Mais le défaut majeur de construction du système de monnaie unique a sans doute été l’absence de mesures pour limiter les déficits commerciaux et/ou les excédents sans lesquels les premiers n’existeraient pas, alors que les pays composant la zone étaient très différents. Ils étaient donc susceptibles de réagir différemment à des chocs asymétriques (comme le développement de l’économie chinoise) et/ou de connaître des évolutions divergentes de leur productivité (en particulier en fonction des politiques salariales qu’ils décideraient de mener, comme on l’a vu dans le cas de l’Allemagne). Le problème que posent ces déficits est lié à l’obligation de les financer au risque d’un désengagement, plus ou moins brutal, en lien avec la libre circulation des capitaux, d’une partie des financeurs lorsque la dette atteint un niveau qu’ils jugent trop élevé.

Lorsque la crise de l’euro a éclaté, l’argent a ainsi quitté les systèmes bancaires des pays faibles pour passer dans ceux des pays forts. L’absence de solidarité entre pays a fait le reste, note Stiglitz : « Dès que certains pays de la zone euro ont dû de l’argent à d’autres pays membres, l’union monétaire a changé de nature : ce n’était plus une association entre partenaires égaux s’efforçant d’adopter des politiques à leur avantage mutuel ; la BCE et les autorités de la zone euro sont devenues des agences de recouvrement de créances au service des pays créanciers, notamment l’Allemagne (…) »   . La structure de la zone euro aggrave les différences entre les pays. Au total, « avec les meilleures intentions, l’Europe a créé un système économique plus instable et plus divergent – un système où les pays riches s’enrichissent et les pays pauvres s’appauvrissent, et où l’inégalité s’accroît au sein de chaque pays. »   .

• _Entrées enregistrées_
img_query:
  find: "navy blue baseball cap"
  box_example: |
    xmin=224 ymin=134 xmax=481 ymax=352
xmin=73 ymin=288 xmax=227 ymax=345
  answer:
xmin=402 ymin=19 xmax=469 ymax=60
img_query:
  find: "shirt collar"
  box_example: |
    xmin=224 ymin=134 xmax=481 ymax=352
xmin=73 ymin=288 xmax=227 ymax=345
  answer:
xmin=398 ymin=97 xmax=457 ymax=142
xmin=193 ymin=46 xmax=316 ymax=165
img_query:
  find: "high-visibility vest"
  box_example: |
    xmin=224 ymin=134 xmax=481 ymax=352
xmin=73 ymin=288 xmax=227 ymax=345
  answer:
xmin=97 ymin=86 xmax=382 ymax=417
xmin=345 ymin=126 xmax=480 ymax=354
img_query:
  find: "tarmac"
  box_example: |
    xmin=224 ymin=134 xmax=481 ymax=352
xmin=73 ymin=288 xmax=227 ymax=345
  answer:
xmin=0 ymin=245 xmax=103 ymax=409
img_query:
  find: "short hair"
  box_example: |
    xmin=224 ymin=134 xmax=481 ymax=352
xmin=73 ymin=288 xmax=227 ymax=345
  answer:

• _TRAVAIL DEMANDÉ_
Recopiez mot pour mot, s'il vous plaît, le passage du texte sur la zone euro qui commence à « Mais le défaut » et se termine à « jugent trop élevé. ».

• _RÉSULTAT OBTENU_
Mais le défaut majeur de construction du système de monnaie unique a sans doute été l’absence de mesures pour limiter les déficits commerciaux et/ou les excédents sans lesquels les premiers n’existeraient pas, alors que les pays composant la zone étaient très différents. Ils étaient donc susceptibles de réagir différemment à des chocs asymétriques (comme le développement de l’économie chinoise) et/ou de connaître des évolutions divergentes de leur productivité (en particulier en fonction des politiques salariales qu’ils décideraient de mener, comme on l’a vu dans le cas de l’Allemagne). Le problème que posent ces déficits est lié à l’obligation de les financer au risque d’un désengagement, plus ou moins brutal, en lien avec la libre circulation des capitaux, d’une partie des financeurs lorsque la dette atteint un niveau qu’ils jugent trop élevé.